**WHAT YOU ARE ASKED TO DO**: The full set of entries must be copied exactly.

**DATA FOR ANALYSIS**:
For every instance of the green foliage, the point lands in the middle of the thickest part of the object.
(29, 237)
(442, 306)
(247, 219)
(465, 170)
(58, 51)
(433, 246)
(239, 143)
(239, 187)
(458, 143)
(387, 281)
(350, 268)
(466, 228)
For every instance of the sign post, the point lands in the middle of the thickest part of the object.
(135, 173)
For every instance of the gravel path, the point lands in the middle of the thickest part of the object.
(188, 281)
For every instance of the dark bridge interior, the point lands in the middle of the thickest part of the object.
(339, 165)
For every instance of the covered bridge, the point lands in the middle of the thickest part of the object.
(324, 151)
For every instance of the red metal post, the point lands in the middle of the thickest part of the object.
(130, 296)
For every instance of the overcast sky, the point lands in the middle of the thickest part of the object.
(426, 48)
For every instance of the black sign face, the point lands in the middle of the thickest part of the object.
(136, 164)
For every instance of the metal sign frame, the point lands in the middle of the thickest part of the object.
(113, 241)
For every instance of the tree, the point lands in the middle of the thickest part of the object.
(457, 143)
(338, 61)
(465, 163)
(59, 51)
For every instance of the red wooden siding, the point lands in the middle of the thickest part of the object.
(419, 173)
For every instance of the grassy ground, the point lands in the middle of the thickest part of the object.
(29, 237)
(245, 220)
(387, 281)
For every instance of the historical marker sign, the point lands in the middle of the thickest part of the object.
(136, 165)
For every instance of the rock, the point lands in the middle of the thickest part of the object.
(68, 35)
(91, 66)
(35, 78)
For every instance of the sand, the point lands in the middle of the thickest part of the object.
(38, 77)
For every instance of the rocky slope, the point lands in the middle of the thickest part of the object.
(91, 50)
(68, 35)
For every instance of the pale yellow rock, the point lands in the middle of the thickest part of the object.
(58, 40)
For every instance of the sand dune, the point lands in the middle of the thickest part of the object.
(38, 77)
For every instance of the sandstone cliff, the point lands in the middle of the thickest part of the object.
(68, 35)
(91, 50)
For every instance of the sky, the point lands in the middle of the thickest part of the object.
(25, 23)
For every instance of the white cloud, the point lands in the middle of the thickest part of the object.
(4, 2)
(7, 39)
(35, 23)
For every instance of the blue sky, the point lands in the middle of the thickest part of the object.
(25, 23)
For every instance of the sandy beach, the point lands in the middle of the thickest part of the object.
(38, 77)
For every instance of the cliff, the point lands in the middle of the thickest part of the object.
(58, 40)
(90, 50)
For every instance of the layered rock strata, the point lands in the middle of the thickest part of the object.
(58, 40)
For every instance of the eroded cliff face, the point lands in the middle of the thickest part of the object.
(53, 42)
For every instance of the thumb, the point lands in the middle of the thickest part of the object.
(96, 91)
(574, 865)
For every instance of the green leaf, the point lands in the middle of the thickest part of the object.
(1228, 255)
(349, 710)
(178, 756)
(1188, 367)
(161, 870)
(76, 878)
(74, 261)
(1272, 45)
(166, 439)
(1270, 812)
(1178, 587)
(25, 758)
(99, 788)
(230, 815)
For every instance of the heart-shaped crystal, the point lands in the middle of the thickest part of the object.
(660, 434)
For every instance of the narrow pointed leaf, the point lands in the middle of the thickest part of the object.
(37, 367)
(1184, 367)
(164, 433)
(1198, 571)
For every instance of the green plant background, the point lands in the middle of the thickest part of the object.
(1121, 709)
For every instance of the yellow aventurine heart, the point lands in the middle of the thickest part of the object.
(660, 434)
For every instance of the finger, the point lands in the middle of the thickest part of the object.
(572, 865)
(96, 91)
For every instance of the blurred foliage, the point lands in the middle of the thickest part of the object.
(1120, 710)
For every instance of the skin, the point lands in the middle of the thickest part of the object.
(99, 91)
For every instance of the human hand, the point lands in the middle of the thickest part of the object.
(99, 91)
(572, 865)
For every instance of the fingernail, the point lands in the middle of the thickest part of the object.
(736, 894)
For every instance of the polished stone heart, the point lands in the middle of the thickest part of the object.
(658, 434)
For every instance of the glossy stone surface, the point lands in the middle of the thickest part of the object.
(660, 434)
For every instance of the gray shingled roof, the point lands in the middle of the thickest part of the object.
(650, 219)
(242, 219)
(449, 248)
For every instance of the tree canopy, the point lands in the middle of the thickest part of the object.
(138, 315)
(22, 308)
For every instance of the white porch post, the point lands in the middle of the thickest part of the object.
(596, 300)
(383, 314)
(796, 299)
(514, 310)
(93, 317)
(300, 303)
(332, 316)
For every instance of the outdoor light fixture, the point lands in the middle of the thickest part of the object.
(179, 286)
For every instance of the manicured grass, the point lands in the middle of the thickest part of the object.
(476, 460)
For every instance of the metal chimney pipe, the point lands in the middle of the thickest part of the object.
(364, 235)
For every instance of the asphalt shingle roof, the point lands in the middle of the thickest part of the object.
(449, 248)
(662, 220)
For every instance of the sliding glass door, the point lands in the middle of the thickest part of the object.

**EXPECTED ANSWER**:
For every instance of the green foliage, the point lands in the middle of the thickest part of the object.
(29, 237)
(442, 306)
(247, 219)
(465, 170)
(58, 51)
(433, 246)
(239, 143)
(239, 187)
(458, 143)
(387, 281)
(350, 268)
(466, 228)
For every instance of the sign post, the point lands in the middle of the thickest part of the object.
(135, 173)
For every instance of the gravel path, the point lands in the middle of the thickest part of the object.
(188, 281)
For every instance of the dark bridge interior, the point lands in the middle of the thickest part of the object.
(339, 165)
For every instance of the covered bridge, the point lands in the middle of the thickest part of the object.
(324, 151)
For every instance of the red metal post, the point lands in the middle of the thickest part of the object.
(130, 296)
For every instance of the overcast sky, the point lands in the middle of the thickest part of the object.
(426, 48)
For every instance of the black sign face, the point lands in the middle of the thickest part of the object.
(136, 164)
For every instance of the metal sign frame, the point lands in the middle of the thickest part of the object.
(113, 241)
For every instance of the tree, the point lands in the middle of the thickest part of the object.
(457, 143)
(338, 61)
(465, 163)
(59, 51)
For every instance of the red wooden siding, the point lands in the middle of the thickest part of the object.
(419, 173)
For every instance of the grassy ground, the point lands in the middle of the thickest part of the object.
(29, 237)
(245, 220)
(387, 281)
For every instance of the historical marker sign, the point lands in the middle of the thickest part of the object.
(136, 165)
For every instance of the rock, the point lands in the middle of the thickest part of the object.
(68, 35)
(91, 66)
(35, 78)
For every instance of the sand, the point lands in the middle of the thickest part of the object.
(38, 77)
For every instance of the rocky slope, the point lands in the middle of the thickest part of the object.
(91, 50)
(68, 35)
For every instance of the pale yellow rock, the point lands in the middle of the thickest part of the object.
(58, 40)
For every instance of the sand dune, the point lands in the middle of the thickest part of the object.
(38, 77)
For every instance of the sandstone cliff, the point lands in the middle of the thickest part of the object.
(68, 35)
(91, 50)
For every instance of the sky, the point lands in the middle of the thickest part of the object.
(25, 23)
For every instance of the white cloud, the point lands in the middle of the thickest part of the object.
(4, 2)
(7, 39)
(35, 23)
For every instance of the blue sky, the point lands in the middle of the thickest part of the object.
(25, 23)
For every instance of the sandy beach, the point lands in the middle of the thickest part of the object.
(38, 77)
For every instance of the cliff, the point lands in the middle of the thickest part of the object.
(58, 40)
(90, 50)
For every instance of the layered rock strata, the point lands in the middle of the thickest part of the object.
(58, 40)
For every instance of the eroded cliff face, the point lands in the middle of the thickest part of the object.
(53, 42)
For every instance of the thumb, the point lands in the middle of the thickest part of the object.
(96, 91)
(574, 865)
For every instance of the green leaf, the point lands in the middle of the thickest part of the object.
(1228, 255)
(349, 710)
(178, 756)
(1188, 367)
(161, 870)
(76, 878)
(74, 261)
(1272, 45)
(166, 439)
(1270, 812)
(1178, 587)
(25, 758)
(99, 788)
(230, 815)
For every instance of the heart-shaped crystal, the point lands in the middle of the thickest part of the object.
(660, 434)
For every instance of the narrow pointed leaf, the point lands in the middle of the thickest part of the object.
(37, 367)
(1184, 367)
(164, 433)
(1198, 571)
For every instance of the green plant background, the point lands in the middle of the thickest part of the object.
(1121, 709)
For every instance of the yellow aventurine heart, the point lands in the middle of the thickest part of the object.
(660, 434)
For every instance of the finger, the point lands in the middle of the thickest part of the object.
(572, 865)
(96, 91)
For every instance of the blurred foliage, the point lands in the middle of the thickest part of the object.
(1120, 710)
For every instance of the skin, the point lands in the middle of the thickest part of the object.
(99, 91)
For every instance of the human hand, the point lands in the middle of the thickest part of the object.
(99, 91)
(572, 865)
For every instance of the fingernail, the point lands in the middle of the thickest part of the object.
(736, 894)
For every instance of the polished stone heart, the point lands in the middle of the thickest part of the object.
(658, 434)
For every instance of the glossy stone surface, the point lands in the middle of the thickest part of the object.
(660, 434)
For every instance of the gray shingled roof, the point lands in the middle of the thickest part of the object.
(650, 219)
(242, 219)
(449, 248)
For every instance of the tree canopy, the point lands in the middle of the thickest part of the object.
(138, 315)
(22, 308)
For every instance of the white porch post, the point lands in the middle of the thickest part of the object.
(596, 300)
(383, 314)
(796, 299)
(514, 310)
(93, 317)
(300, 303)
(332, 316)
For every instance of the outdoor light fixture, the point lands in the middle of the thickest part of the object.
(179, 286)
For every instance of the manicured grass, the point lands in the middle of the thickest part of the object.
(476, 460)
For every instance of the metal chimney pipe, the point lands in the middle of the thickest part of the object.
(364, 235)
For every instance of the asphalt shingle roof, the point lands in the middle of the thickest part of the object.
(449, 248)
(662, 220)
For every instance of the sliding glass door, the point lands in the middle of the thickest part of the object.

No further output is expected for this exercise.